In the records below, find the line containing "of the tall", then extract that line and all subsequent lines exactly, leaving out everything else.

--- Begin RECORDS TO USE ---

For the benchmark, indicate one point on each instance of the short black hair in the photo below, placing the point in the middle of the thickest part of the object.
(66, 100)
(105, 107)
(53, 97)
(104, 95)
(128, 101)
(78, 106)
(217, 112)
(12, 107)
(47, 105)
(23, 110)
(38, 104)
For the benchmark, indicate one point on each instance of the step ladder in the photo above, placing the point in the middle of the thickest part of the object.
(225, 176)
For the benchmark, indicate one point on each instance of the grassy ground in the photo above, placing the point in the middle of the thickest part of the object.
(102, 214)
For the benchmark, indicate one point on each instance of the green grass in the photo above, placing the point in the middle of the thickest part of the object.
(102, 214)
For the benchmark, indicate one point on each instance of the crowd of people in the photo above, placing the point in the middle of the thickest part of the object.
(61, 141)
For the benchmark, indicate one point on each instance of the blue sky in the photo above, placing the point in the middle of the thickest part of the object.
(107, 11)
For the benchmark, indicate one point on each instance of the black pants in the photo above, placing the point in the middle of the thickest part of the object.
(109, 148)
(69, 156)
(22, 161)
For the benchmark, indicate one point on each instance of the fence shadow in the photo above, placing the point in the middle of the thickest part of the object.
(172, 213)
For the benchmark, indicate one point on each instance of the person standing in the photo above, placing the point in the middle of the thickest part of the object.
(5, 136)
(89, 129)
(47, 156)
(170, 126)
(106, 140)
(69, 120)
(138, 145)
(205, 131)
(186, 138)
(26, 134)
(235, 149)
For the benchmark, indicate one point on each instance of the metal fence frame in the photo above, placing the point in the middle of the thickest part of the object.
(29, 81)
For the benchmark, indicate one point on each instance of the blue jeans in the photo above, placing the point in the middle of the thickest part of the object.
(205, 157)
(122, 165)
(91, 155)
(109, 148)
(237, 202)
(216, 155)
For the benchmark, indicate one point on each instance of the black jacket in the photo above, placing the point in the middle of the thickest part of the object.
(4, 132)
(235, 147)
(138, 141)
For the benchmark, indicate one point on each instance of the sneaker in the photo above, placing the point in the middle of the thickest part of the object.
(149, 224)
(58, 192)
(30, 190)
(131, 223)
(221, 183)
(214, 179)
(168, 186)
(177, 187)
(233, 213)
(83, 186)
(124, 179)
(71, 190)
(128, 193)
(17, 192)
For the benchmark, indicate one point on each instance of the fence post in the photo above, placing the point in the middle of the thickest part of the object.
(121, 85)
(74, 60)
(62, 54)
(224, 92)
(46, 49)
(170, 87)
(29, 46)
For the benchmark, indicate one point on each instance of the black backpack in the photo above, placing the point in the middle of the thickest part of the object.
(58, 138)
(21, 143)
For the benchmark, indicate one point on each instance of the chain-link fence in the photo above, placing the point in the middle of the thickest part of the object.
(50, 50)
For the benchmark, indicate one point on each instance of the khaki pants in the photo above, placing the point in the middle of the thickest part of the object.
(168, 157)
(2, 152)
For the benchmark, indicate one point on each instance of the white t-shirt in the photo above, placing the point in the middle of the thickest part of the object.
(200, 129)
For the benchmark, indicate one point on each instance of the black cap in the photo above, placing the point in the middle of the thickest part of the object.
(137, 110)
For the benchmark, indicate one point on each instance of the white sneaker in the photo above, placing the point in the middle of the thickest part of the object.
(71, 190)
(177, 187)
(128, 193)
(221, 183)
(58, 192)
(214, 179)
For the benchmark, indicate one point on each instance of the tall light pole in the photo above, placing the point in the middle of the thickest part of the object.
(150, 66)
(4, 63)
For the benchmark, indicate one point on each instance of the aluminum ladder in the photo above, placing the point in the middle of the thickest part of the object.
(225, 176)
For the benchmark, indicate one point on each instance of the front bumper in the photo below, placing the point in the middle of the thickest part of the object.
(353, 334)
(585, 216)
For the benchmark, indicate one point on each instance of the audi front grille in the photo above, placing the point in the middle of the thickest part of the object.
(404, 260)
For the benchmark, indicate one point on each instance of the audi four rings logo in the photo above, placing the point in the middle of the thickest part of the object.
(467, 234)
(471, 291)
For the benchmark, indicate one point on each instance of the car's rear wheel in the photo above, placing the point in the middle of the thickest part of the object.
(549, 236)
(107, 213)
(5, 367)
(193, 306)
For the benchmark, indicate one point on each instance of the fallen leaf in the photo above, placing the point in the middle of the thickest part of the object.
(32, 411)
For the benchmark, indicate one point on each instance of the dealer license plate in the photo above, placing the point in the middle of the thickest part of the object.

--- End RECORDS TO USE ---

**EXERCISE RESPONSE**
For the benchmark, indicate one point on each instance of the tall light pole in the photo above, placing the point in the middle of the thickest part of the object.
(150, 66)
(4, 63)
For the benchmark, indicate one point on each instance of the aluminum ladder in the photo above, placing the point in the middle of the thickest part of the object.
(225, 176)
For the benchmark, indicate one point on each instance of the front bumper in the photo below, placing the point in the middle of the thickest part of the object.
(353, 334)
(585, 216)
For the benchmark, indicate one point on each instance of the audi front grille in the photo above, placing the point in the middle of the thickest part of the object.
(404, 260)
For the benchmark, indicate one point on each instance of the audi four rings logo in the photo above, placing the point in the middle of the thickest part of the object.
(467, 234)
(471, 291)
For the benchmark, indicate one point on each instance of the car's rear wheel in the photo above, placing the point in the middle of the thickest part of the object.
(549, 236)
(107, 213)
(5, 367)
(193, 306)
For the benchmark, indicate one point on each instance of the fallen leaf in the photo above, placing the point in the middle of the thickest part of the object.
(32, 411)
For the benchmark, indicate one point on each instance of the dealer license plate in the photo above, placing the point in the middle of the thickest part of the object.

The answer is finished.